* [Record excerpts]
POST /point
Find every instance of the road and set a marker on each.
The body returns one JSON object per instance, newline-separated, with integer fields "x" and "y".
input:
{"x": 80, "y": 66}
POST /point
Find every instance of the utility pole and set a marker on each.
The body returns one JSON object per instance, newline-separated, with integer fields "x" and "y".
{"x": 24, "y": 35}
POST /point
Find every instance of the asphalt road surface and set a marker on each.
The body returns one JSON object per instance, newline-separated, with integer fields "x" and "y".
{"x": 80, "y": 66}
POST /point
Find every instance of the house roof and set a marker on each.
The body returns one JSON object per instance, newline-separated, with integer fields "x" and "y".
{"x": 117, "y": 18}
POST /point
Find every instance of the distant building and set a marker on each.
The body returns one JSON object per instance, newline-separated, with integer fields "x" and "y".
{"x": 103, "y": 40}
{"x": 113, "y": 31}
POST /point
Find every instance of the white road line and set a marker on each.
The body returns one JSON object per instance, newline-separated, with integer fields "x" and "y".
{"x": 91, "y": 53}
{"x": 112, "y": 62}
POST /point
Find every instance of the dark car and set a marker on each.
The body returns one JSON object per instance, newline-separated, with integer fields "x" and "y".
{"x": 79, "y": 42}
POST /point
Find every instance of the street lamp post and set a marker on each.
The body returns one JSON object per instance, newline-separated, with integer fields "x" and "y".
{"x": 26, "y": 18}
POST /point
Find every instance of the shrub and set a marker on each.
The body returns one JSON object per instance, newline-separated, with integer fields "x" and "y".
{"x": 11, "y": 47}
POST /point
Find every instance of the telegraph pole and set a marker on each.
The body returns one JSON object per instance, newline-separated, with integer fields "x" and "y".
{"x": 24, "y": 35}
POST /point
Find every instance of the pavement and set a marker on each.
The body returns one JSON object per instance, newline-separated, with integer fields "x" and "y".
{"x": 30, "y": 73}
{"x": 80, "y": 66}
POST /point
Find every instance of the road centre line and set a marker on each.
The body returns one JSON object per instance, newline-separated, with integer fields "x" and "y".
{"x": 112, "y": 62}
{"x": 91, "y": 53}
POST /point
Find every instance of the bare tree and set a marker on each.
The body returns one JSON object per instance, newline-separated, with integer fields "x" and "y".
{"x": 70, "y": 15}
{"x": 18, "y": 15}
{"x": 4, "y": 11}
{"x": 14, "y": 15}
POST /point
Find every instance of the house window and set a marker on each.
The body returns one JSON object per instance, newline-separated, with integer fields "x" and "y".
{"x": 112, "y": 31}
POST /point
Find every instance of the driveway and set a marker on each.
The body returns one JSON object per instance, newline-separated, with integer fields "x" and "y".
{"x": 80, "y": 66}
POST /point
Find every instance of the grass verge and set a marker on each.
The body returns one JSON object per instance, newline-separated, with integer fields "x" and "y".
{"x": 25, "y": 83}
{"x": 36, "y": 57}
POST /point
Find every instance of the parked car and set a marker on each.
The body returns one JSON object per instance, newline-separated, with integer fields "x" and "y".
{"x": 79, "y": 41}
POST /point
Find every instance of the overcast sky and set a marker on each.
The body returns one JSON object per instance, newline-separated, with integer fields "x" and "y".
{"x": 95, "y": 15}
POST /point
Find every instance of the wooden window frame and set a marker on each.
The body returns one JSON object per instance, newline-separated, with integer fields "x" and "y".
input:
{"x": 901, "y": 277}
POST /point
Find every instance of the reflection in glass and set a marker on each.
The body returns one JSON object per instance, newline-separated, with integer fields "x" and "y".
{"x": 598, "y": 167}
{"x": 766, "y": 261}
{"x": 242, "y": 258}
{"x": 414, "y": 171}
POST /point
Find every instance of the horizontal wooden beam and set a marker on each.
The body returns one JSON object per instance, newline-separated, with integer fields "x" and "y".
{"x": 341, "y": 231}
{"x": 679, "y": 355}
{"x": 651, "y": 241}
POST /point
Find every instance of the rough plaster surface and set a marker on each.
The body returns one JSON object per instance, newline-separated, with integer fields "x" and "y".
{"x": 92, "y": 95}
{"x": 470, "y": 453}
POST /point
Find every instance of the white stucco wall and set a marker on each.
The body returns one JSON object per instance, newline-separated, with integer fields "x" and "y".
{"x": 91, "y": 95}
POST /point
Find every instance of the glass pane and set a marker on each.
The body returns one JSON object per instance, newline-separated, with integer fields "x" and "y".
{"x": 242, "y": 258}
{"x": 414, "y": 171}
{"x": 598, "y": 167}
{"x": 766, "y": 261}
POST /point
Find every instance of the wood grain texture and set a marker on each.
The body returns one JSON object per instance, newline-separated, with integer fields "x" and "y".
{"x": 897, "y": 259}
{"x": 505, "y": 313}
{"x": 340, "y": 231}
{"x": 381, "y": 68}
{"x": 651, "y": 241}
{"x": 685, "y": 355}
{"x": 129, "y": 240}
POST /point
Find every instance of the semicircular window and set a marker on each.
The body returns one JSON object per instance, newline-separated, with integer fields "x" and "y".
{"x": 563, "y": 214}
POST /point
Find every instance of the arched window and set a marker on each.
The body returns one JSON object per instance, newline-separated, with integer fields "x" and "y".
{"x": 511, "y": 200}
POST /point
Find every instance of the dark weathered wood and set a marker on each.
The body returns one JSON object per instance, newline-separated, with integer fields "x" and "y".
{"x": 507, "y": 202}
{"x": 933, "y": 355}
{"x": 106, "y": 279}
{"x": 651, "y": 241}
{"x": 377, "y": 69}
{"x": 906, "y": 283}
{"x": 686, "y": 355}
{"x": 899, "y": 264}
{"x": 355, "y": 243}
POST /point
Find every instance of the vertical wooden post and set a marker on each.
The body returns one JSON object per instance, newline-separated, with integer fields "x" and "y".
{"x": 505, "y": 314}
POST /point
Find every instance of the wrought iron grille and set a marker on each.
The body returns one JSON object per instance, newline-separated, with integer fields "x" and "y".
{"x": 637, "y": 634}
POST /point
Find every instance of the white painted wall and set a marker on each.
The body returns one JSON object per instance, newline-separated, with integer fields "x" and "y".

* [The task] Reproduce the records word for word.

* [The output]
POST /point
Find every instance of the road and set a marker on each.
The body returns one JSON object per instance, newline-separated, with integer fields "x" and "y".
input:
{"x": 80, "y": 66}
POST /point
Find every instance of the utility pole and set a marker on each.
The body returns one JSON object per instance, newline-separated, with integer fields "x" and "y".
{"x": 24, "y": 35}
POST /point
Find every instance of the asphalt road surface and set a marker on each.
The body returns one JSON object per instance, newline-separated, with integer fields "x" and "y".
{"x": 80, "y": 66}
POST /point
Find every instance of the house roof and set a marker on each.
The body returns one JSON object per instance, newline-separated, with integer fields "x" and "y".
{"x": 117, "y": 18}
POST /point
Find every instance of the distant building and set a marker on each.
The body returns one JSON object per instance, newline-separated, with integer fields "x" and "y".
{"x": 103, "y": 40}
{"x": 113, "y": 31}
POST /point
Find every instance of the white road line and set a marker on each.
The body returns one JSON object per instance, newline-separated, with integer fields "x" and "y".
{"x": 91, "y": 53}
{"x": 112, "y": 62}
POST /point
Find every instance of the dark car and set a marker on each.
The body returns one JSON object per instance, newline-separated, with integer fields "x" and "y".
{"x": 79, "y": 42}
POST /point
Find every instance of the street lamp post and set a marker on each.
The body returns one JSON object per instance, newline-separated, with integer fields "x" and "y".
{"x": 26, "y": 18}
POST /point
Find every instance of the shrub and set a marker on each.
The body returns one JSON object per instance, newline-separated, with integer fields "x" and "y".
{"x": 11, "y": 47}
POST /point
Find every instance of the telegraph pole and set a marker on each.
The body returns one JSON object per instance, newline-separated, with integer fields "x" and "y".
{"x": 24, "y": 35}
POST /point
Find every instance of the pavement and set a marker on each.
The body returns one JSON object per instance, newline-separated, with integer fields "x" and "y".
{"x": 30, "y": 73}
{"x": 80, "y": 66}
POST /point
Find every instance of the road centre line and set a marker on each.
The body returns one JSON object per instance, newline-separated, with integer fields "x" and "y".
{"x": 112, "y": 62}
{"x": 91, "y": 53}
POST /point
Find every instance of the bare tree and set a marker on each.
The body returns one JSON object per instance, newline-separated, with integer fields "x" and "y".
{"x": 70, "y": 15}
{"x": 18, "y": 15}
{"x": 4, "y": 11}
{"x": 14, "y": 15}
POST /point
Find every instance of the house window and set a marker on each.
The body returns one JSON object per instance, newline-separated, with integer fields "x" and "y".
{"x": 112, "y": 31}
POST /point
Find every instance of the driveway and set a marker on each.
The body returns one JSON object per instance, newline-separated, with integer fields "x" and "y".
{"x": 80, "y": 66}
POST /point
Find every instance of the grass verge and set a marker on each.
The body returns one JSON object per instance, newline-separated, with integer fields "x" and "y".
{"x": 25, "y": 83}
{"x": 36, "y": 57}
POST /point
Find every instance of the parked car and set a marker on each.
The body returns one JSON object per instance, newline-separated, with integer fields "x" and "y".
{"x": 79, "y": 41}
POST /point
Find every instance of the overcast sky and set a marker on each.
The body returns one JSON object per instance, newline-separated, with integer fields "x" and "y".
{"x": 95, "y": 15}
POST /point
Find every instance of the wooden window frame and set a marker on each.
The body returns one JSON object per instance, newline-separated, with integer fields "x" and "y".
input:
{"x": 901, "y": 277}
POST /point
Find every instance of the reflection in glass and set a marker on each.
The body returns one JSON object per instance, newline-separated, with integer fields "x" and "y".
{"x": 598, "y": 167}
{"x": 766, "y": 261}
{"x": 242, "y": 258}
{"x": 414, "y": 171}
POST /point
Find every instance of the horizontal wooden beam and set a marker on each.
The body returns one JSON object per instance, newline-separated, with integer fields "x" and "y".
{"x": 341, "y": 231}
{"x": 679, "y": 355}
{"x": 651, "y": 241}
POST /point
Find every instance of the rough plaster surface and set a marker on each.
The body returns one JSON object per instance, newline-separated, with integer fields "x" and "y".
{"x": 92, "y": 95}
{"x": 470, "y": 453}
POST /point
Find every instance of the white stucco wall and set a marker on each.
The body returns one JSON object per instance, newline-separated, with integer fields "x" and "y".
{"x": 91, "y": 95}
POST /point
Find every instance of the glass pane and set a marker on each.
The body returns one JSON object per instance, newline-separated, with integer fields "x" and "y".
{"x": 242, "y": 258}
{"x": 414, "y": 171}
{"x": 598, "y": 167}
{"x": 766, "y": 261}
POST /point
Find every instance of the wood grain texture and set a marker on each.
The body returns one JSON object per instance, newline-separated, with integer fields "x" and "y".
{"x": 897, "y": 259}
{"x": 505, "y": 313}
{"x": 340, "y": 231}
{"x": 381, "y": 68}
{"x": 651, "y": 241}
{"x": 685, "y": 355}
{"x": 129, "y": 240}
POST /point
Find every instance of the semicircular window and set a marker on each.
The body returns one JSON object per instance, newline-separated, with integer fields "x" and "y".
{"x": 563, "y": 214}
POST /point
Find every instance of the arched window and set a marker on each.
The body returns one JSON object per instance, newline-separated, with integer fields "x" and "y".
{"x": 511, "y": 200}
POST /point
Find every instance of the dark weathered wood and set a marker on each.
The body returns one JSON object per instance, newline-separated, with integer fields "x" and "y".
{"x": 507, "y": 202}
{"x": 933, "y": 355}
{"x": 106, "y": 279}
{"x": 651, "y": 241}
{"x": 377, "y": 69}
{"x": 906, "y": 283}
{"x": 686, "y": 355}
{"x": 899, "y": 264}
{"x": 355, "y": 243}
POST /point
Find every instance of the vertical wooden post and set a marker on each.
The body returns one JSON object per instance, newline-separated, with integer fields "x" and "y".
{"x": 505, "y": 314}
POST /point
Find every instance of the wrought iron grille and set a marker on each.
The body returns one JSON object per instance, newline-separated, with integer fields "x" and "y".
{"x": 637, "y": 634}
POST /point
Find every instance of the white painted wall and set a marker on each.
The body returns one JSON object per instance, newline-separated, with integer fields "x" and "y".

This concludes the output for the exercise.